*Exercise:* Please give the listing again in its entirety, exactly as written.

□ □ □ □ □ □ □

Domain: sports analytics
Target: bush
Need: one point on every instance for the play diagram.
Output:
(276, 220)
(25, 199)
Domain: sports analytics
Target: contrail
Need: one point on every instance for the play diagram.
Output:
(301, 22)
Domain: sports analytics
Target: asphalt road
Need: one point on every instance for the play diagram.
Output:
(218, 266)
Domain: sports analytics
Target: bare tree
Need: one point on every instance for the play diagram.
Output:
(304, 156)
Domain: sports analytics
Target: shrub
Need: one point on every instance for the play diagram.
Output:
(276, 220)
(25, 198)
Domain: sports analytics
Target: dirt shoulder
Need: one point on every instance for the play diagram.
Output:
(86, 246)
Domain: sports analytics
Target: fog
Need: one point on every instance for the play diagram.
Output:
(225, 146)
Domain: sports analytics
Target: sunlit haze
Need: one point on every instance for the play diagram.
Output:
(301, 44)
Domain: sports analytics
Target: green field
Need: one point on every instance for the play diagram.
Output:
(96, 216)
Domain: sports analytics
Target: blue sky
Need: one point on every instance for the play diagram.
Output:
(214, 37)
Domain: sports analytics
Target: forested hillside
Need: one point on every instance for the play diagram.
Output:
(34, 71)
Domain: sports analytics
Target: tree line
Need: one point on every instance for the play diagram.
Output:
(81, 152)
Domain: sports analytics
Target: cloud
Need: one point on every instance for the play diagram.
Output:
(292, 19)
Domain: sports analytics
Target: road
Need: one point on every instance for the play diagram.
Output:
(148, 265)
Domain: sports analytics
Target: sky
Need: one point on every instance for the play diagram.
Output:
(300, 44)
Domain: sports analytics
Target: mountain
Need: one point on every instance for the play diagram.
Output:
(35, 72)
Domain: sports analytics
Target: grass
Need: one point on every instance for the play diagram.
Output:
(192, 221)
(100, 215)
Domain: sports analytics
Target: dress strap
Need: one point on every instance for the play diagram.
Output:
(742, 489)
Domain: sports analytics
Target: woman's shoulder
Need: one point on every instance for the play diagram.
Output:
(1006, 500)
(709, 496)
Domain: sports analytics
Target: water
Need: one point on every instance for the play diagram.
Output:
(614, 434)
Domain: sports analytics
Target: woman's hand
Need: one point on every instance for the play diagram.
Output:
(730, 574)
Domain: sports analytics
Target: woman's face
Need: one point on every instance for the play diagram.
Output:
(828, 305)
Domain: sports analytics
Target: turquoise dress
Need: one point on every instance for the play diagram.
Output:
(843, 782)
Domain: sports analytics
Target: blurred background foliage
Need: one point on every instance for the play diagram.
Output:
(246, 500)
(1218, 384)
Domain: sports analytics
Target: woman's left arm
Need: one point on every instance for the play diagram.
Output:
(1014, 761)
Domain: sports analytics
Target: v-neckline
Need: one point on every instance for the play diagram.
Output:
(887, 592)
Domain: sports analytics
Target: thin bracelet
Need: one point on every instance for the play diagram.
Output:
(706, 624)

□ □ □ □ □ □ □

*Task result:*
Domain: sports analytics
Target: bush
Need: one point on every instance for the play diagram.
Output:
(276, 220)
(25, 199)
Domain: sports analytics
Target: contrail
Need: one point on every instance for the play diagram.
Output:
(301, 22)
Domain: sports analytics
Target: asphalt road
Need: one point on every instance for the play diagram.
Output:
(218, 266)
Domain: sports analytics
Target: bare tree
Need: one point on every instance for the play diagram.
Output:
(304, 156)
Domain: sports analytics
Target: shrub
Need: one point on every instance for the play diagram.
Output:
(276, 220)
(25, 198)
Domain: sports analytics
Target: dirt shoulder
Need: one point on every instance for the play diagram.
Output:
(86, 246)
Domain: sports analytics
Target: fog
Need: one point on every instance for the play diagram.
Output:
(225, 146)
Domain: sports analytics
Target: sunlit haze
Need: one point on every instance for the play diagram.
Output:
(301, 44)
Domain: sports analytics
Target: green field
Need: one point on every instance for the play diagram.
Output:
(96, 216)
Domain: sports analytics
Target: blue sky
Need: one point on every instance for the play diagram.
Output:
(214, 37)
Domain: sports analytics
Target: forested hillside
Need: one point on every instance for the play diagram.
Output:
(34, 71)
Domain: sports analytics
Target: tree line
Need: one point on every instance for the play diagram.
Output:
(81, 152)
Domain: sports analytics
Target: cloud
Need: one point on every instance for the play diagram.
Output:
(292, 19)
Domain: sports analytics
Target: road
Need: one point on every instance for the play diagram.
Output:
(148, 265)
Domain: sports analytics
Target: sky
Need: one point on every instance for the play diagram.
Output:
(300, 44)
Domain: sports analytics
Target: mountain
Need: one point on every instance for the play diagram.
Output:
(35, 72)
Domain: sports analytics
Target: grass
Need: one point on every instance for the play diagram.
Output:
(192, 221)
(100, 215)
Domain: sports analytics
Target: dress strap
Need: one point on every instance for the play diagram.
Output:
(742, 489)
Domain: sports analytics
Target: woman's shoulder
Need: one point on every instance for the play diagram.
Output:
(1006, 500)
(709, 496)
Domain: sports analytics
Target: water
Need: one point on every instance for the play diagram.
Output:
(614, 434)
Domain: sports analytics
Target: woman's hand
Need: one point on every instance for the play diagram.
Output:
(730, 574)
Domain: sports analytics
Target: woman's face
Need: one point on every instance for the play diagram.
Output:
(828, 305)
Domain: sports analytics
Target: turquoise dress
Need: one point on every instance for the play diagram.
Output:
(843, 782)
Domain: sports analytics
Target: blurred background foliage
Need: one point on every instance for the play diagram.
Output:
(246, 500)
(1218, 384)
Domain: sports analytics
Target: woman's left arm
Need: one point on every instance for the play diagram.
Output:
(1014, 761)
Domain: sports analytics
Target: v-neckline
Need: one point on every instance for the play diagram.
Output:
(887, 592)
Domain: sports analytics
Target: thin bracelet
Need: one point on every instance for the play diagram.
Output:
(706, 624)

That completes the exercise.